Records:
** Begin **

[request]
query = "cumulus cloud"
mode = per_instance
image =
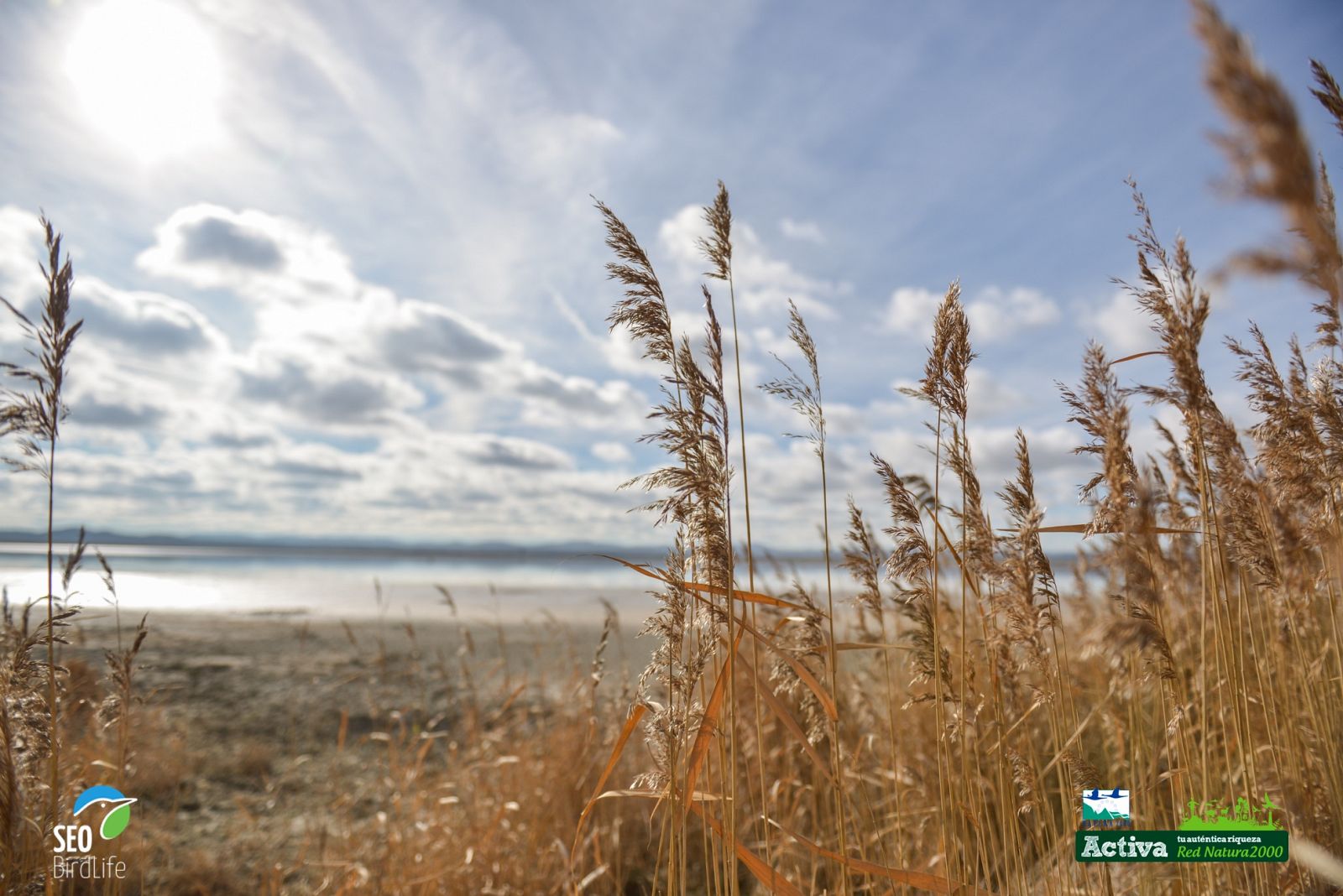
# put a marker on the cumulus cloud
(805, 231)
(611, 452)
(1119, 325)
(342, 405)
(264, 255)
(995, 314)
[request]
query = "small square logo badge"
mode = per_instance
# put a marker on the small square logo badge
(1105, 809)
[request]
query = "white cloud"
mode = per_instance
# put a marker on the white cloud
(611, 452)
(995, 314)
(805, 231)
(1119, 325)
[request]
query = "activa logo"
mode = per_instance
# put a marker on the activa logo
(80, 837)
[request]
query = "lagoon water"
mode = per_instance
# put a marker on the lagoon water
(331, 582)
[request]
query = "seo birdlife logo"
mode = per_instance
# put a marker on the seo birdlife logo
(80, 837)
(74, 856)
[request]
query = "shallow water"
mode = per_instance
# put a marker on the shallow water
(346, 584)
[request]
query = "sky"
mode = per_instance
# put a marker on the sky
(342, 273)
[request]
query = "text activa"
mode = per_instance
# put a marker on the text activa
(1131, 848)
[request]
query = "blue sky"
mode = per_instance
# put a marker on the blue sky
(342, 275)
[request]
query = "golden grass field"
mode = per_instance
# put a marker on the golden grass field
(931, 735)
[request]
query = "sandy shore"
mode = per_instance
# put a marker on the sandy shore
(254, 727)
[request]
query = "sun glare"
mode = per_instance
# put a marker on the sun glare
(147, 76)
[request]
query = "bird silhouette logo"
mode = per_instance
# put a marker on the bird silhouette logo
(105, 797)
(1105, 805)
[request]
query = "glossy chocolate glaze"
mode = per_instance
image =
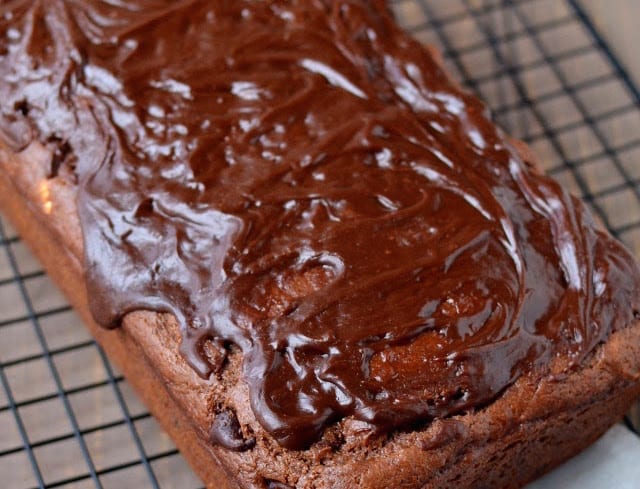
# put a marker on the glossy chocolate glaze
(302, 180)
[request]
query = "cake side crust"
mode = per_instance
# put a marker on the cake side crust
(577, 407)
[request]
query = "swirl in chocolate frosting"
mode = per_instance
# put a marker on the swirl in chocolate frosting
(302, 179)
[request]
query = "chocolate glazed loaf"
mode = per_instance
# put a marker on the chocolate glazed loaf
(329, 268)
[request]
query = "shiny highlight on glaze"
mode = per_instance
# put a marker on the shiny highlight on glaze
(302, 180)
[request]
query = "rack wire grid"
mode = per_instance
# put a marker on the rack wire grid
(69, 419)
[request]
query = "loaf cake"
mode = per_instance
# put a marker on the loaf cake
(315, 256)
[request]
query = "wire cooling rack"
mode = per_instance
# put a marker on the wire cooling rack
(68, 418)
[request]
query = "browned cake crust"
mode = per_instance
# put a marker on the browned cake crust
(535, 424)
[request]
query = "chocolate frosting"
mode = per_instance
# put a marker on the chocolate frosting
(302, 179)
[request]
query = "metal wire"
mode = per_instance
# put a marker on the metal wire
(507, 40)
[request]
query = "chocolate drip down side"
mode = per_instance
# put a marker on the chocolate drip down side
(303, 180)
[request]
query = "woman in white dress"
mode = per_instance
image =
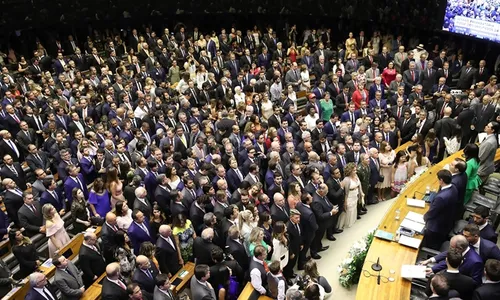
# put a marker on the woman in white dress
(353, 194)
(304, 76)
(55, 231)
(280, 244)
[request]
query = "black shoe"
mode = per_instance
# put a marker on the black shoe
(323, 249)
(315, 256)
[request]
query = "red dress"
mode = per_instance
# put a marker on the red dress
(293, 56)
(388, 76)
(357, 97)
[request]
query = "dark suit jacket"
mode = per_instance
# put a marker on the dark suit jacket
(472, 264)
(91, 263)
(167, 256)
(489, 291)
(111, 291)
(29, 220)
(440, 216)
(138, 235)
(144, 281)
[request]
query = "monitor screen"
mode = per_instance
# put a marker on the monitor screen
(476, 18)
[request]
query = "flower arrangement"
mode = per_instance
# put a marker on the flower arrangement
(351, 267)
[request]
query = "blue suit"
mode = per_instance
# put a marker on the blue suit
(138, 236)
(70, 184)
(472, 264)
(48, 198)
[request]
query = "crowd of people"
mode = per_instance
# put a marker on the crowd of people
(189, 146)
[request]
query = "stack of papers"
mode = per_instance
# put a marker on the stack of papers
(415, 202)
(412, 225)
(409, 241)
(412, 271)
(419, 218)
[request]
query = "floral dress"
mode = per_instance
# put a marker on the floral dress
(185, 236)
(400, 177)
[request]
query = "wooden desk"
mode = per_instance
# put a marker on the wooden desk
(70, 250)
(392, 255)
(247, 291)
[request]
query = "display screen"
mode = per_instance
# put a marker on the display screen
(476, 18)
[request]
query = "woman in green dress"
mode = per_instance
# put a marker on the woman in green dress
(327, 107)
(471, 153)
(184, 236)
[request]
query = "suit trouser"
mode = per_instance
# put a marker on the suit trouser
(303, 252)
(288, 269)
(316, 242)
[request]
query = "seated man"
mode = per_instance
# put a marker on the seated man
(463, 285)
(491, 287)
(472, 265)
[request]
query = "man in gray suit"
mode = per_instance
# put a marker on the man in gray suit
(487, 151)
(292, 77)
(162, 288)
(67, 278)
(201, 289)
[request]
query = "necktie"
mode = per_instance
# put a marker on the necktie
(48, 294)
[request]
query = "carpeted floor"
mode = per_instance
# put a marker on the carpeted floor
(332, 257)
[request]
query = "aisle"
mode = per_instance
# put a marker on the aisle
(330, 260)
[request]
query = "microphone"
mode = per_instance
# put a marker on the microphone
(376, 266)
(415, 194)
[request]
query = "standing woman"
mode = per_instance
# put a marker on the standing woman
(353, 194)
(386, 157)
(55, 231)
(280, 244)
(79, 211)
(25, 252)
(99, 199)
(471, 153)
(115, 186)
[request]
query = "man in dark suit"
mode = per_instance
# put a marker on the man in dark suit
(466, 76)
(279, 210)
(472, 264)
(166, 252)
(490, 290)
(486, 249)
(296, 242)
(113, 286)
(440, 216)
(407, 125)
(445, 127)
(325, 214)
(139, 231)
(309, 226)
(67, 278)
(30, 216)
(14, 171)
(480, 218)
(40, 288)
(460, 283)
(145, 274)
(91, 260)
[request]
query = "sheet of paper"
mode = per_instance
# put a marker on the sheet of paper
(416, 217)
(409, 241)
(412, 271)
(481, 137)
(415, 202)
(412, 225)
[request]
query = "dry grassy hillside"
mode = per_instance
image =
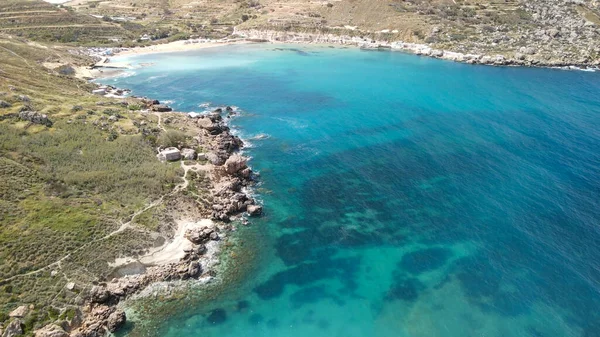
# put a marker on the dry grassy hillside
(38, 20)
(67, 181)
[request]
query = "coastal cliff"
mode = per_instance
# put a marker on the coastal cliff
(525, 57)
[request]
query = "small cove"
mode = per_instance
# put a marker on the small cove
(404, 196)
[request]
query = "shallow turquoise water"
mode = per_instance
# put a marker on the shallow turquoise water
(403, 196)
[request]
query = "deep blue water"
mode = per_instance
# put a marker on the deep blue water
(404, 196)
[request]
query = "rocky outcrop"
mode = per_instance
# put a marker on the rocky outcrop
(115, 320)
(35, 118)
(19, 312)
(51, 330)
(254, 210)
(161, 108)
(188, 154)
(234, 164)
(13, 329)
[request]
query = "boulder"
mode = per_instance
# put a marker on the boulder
(169, 154)
(527, 50)
(99, 294)
(188, 154)
(210, 126)
(51, 330)
(116, 320)
(235, 163)
(215, 159)
(13, 329)
(198, 236)
(161, 108)
(194, 269)
(19, 312)
(35, 118)
(254, 210)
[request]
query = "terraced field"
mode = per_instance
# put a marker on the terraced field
(65, 188)
(38, 20)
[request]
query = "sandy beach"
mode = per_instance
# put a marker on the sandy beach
(183, 45)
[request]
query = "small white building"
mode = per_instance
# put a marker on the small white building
(169, 154)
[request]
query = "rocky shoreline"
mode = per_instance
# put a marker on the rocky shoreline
(524, 57)
(229, 176)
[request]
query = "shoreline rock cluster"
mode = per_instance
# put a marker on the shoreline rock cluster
(521, 58)
(101, 311)
(231, 174)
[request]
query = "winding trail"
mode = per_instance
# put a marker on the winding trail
(124, 225)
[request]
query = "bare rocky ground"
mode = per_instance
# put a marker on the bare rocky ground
(538, 32)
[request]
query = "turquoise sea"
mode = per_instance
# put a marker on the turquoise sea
(404, 196)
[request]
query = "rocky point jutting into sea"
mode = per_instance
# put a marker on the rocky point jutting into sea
(406, 195)
(193, 251)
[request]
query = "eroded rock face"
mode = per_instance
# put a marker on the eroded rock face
(200, 236)
(19, 312)
(99, 294)
(161, 108)
(254, 210)
(35, 118)
(235, 163)
(51, 330)
(13, 329)
(116, 320)
(188, 154)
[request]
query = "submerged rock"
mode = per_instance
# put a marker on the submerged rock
(217, 316)
(254, 210)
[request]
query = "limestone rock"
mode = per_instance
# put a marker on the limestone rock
(19, 312)
(161, 108)
(188, 154)
(51, 330)
(235, 164)
(99, 294)
(116, 320)
(13, 329)
(35, 118)
(254, 210)
(194, 269)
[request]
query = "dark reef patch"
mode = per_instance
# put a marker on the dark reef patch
(256, 319)
(306, 273)
(425, 260)
(406, 289)
(217, 316)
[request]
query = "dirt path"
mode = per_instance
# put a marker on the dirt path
(122, 227)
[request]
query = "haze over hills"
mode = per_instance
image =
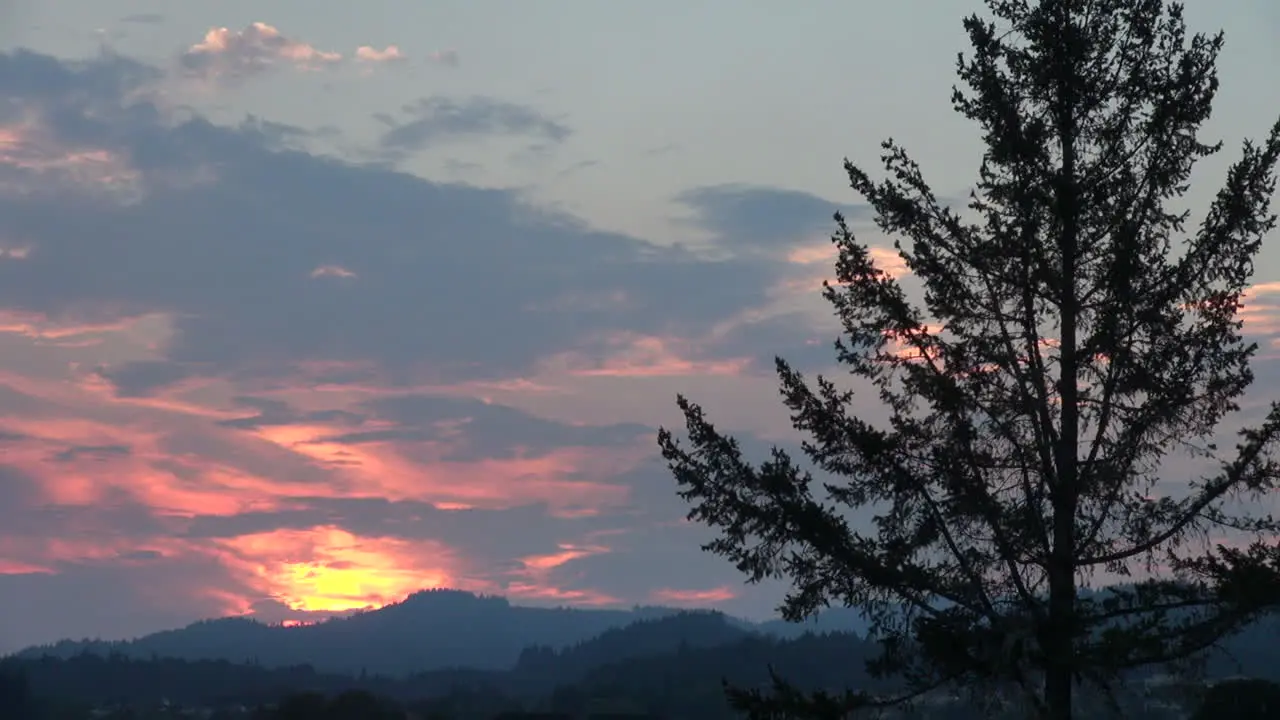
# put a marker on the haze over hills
(428, 630)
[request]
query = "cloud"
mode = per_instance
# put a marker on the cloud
(144, 18)
(248, 378)
(234, 55)
(389, 54)
(448, 58)
(443, 119)
(752, 218)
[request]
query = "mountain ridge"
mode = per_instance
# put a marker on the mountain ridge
(428, 630)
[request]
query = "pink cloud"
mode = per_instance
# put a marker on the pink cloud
(389, 54)
(693, 597)
(227, 54)
(639, 355)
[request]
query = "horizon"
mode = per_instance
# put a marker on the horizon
(304, 309)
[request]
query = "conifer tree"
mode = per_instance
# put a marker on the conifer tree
(1010, 425)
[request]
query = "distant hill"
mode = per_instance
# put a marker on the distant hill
(664, 659)
(670, 665)
(428, 630)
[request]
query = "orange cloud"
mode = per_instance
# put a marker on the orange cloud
(693, 597)
(329, 569)
(1260, 309)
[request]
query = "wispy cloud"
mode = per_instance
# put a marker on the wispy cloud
(389, 54)
(442, 119)
(241, 377)
(448, 58)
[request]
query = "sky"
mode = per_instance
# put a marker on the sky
(305, 306)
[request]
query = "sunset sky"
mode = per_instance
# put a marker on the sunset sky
(306, 305)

** End **

## PROMPT
Can you write the entries out again, starting at the top and ending at the line containing "(1105, 809)", requests included, with every answer coordinate shifted by -47 and any picture left out?

## REPLY
[request]
query = "cumulus cloud"
mode = per_instance
image =
# put a marker on the cumulus cloud
(758, 184)
(564, 405)
(1072, 278)
(295, 358)
(217, 208)
(948, 267)
[request]
query = "small square logo badge"
mode = per_instance
# put a marker on the small square logo badge
(1058, 762)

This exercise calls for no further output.